>> start DOCUMENT SECTION
MHB Probability and Operators in Quantum Mechanics

Ackbach
Gold Member
MHB
Messages
4,148
Reaction score
93
Unfortunately, I can't find the thread (if someone finds it, please let me know, and I'll merge this post onto that thread), but someone asked why it is that in quantum mechanics, if you have an observable $B$, that the expectation value (average value) $\langle B \rangle$ is given by
$$\langle B \rangle = \int_{\mathbb{R}}\Psi^{*} \hat{B} \, \Psi\,dx,$$
where $\hat{B}$ is the operator "associated with" the observable $B$.
If I recall, the observable in question was the momentum operator
$$\hat{p}= -i \hbar\,\frac{\partial}{ \partial x}.$$
So, why is
$$ \langle p \rangle= \int_{\mathbb{R}}\Psi^{*} \left( -i \hbar\,\frac{\partial}{ \partial x} \right)\, \Psi\,dx?$$

The following derivation will follow Griffiths' Introduction to Quantum Mechanics, 1st Ed., pages 11-16.

Let's start with $\Psi$, which is the wave function solution of the time-dependent Schrödinger equation in one dimension:
$$i \hbar \frac{ \partial \Psi}{ \partial t}=- \frac{ \hbar^{2}}{2m}
\frac{ \partial^{2} \Psi}{\partial x^{2}}+V \Psi.$$
The statistical interpretation of the Schrödinger equation tells us that the wave function $|\Psi(x,t)|^{2}$ is the probability density for finding the particle at point $x$ at time $t$. So if I want to find the expectation value of the observable $x$, I should do
$$\langle x \rangle=\int_{\mathbb{R}}x|\Psi(x,t)|^{2}\,dx.$$
Now, if we want the observable $p$, we would like
$$p=mv=m\frac{dx}{dt}.$$
Shifting to expectation values, we would like
$$\langle p \rangle=m\frac{d \langle x \rangle}{dt}
=m\,\frac{d}{dt}\int_{\mathbb{R}}x|\Psi(x,t)|^{2}\,dx
=m\int_{\mathbb{R}}x \frac{ \partial}{ \partial t}| \Psi(x,t)|^{2}\,dx.$$
Now the Schrödinger equation tells us that
$$ \frac{ \partial \Psi}{\partial t}= \frac{i \hbar}{2m} \frac{ \partial^{2} \Psi}{ \partial x^{2}}- \frac{i}{ \hbar} V \Psi,$$
and hence
$$ \frac{ \partial \Psi^{*}}{\partial t}=- \frac{i \hbar}{2m} \frac{ \partial^{2} \Psi^{*}}{ \partial x^{2}}+ \frac{i}{ \hbar} V \Psi^{*}.$$
Thus,
$$\frac{ \partial}{ \partial t}| \Psi(x,t)|^{2}
=\frac{ \partial}{ \partial t}(\Psi^{*} \Psi)
>> end DOCUMENT SECTION
>> start EXCERPTED RECORDS
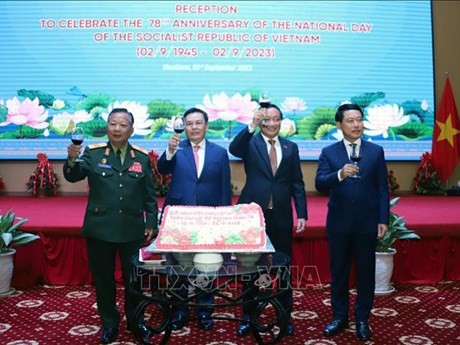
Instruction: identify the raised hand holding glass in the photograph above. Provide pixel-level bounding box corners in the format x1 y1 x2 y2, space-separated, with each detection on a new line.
172 116 185 150
70 127 85 162
350 144 361 178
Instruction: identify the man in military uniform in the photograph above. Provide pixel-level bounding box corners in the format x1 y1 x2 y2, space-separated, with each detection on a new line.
64 108 158 344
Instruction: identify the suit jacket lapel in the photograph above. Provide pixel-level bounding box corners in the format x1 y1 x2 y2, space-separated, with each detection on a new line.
184 140 198 176
199 140 212 178
255 133 272 175
336 140 350 164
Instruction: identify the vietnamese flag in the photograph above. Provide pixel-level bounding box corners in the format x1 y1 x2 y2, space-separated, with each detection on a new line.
432 77 460 182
>> end EXCERPTED RECORDS
#### [WHAT YOU WILL DO]
[1] Please duplicate the part of the quantum mechanics post that begins at the words "MHB Probability and Operators" and stops after the words "the observable $B$.".
[2] Decide whether each statement agrees with the quantum mechanics post, answering yes or no and quoting the deciding words: (a) The derivation follows Griffiths' Introduction to Quantum Mechanics, 1st Ed. (b) The author located the thread where the original question was asked. (c) The Schrödinger equation used is in three dimensions.
[3] In the quantum mechanics post, what does the statistical interpretation say the squared magnitude of the wave function is?

#### [REPLIES]
[1]
MHB Probability and Operators in Quantum Mechanics

Ackbach
Gold Member
MHB
Messages
4,148
Reaction score
93
Unfortunately, I can't find the thread (if someone finds it, please let me know, and I'll merge this post onto that thread), but someone asked why it is that in quantum mechanics, if you have an observable $B$, that the expectation value (average value) $\langle B \rangle$ is given by
$$\langle B \rangle = \int_{\mathbb{R}}\Psi^{*} \hat{B} \, \Psi\,dx,$$
where $\hat{B}$ is the operator "associated with" the observable $B$.

[2]
(a) Yes: "The following derivation will follow Griffiths' Introduction to Quantum Mechanics, 1st Ed., pages 11-16."
(b) No: "Unfortunately, I can't find the thread"
(c) No: "time-dependent Schrödinger equation in one dimension"

[3] The probability density for finding the particle at point x at time t.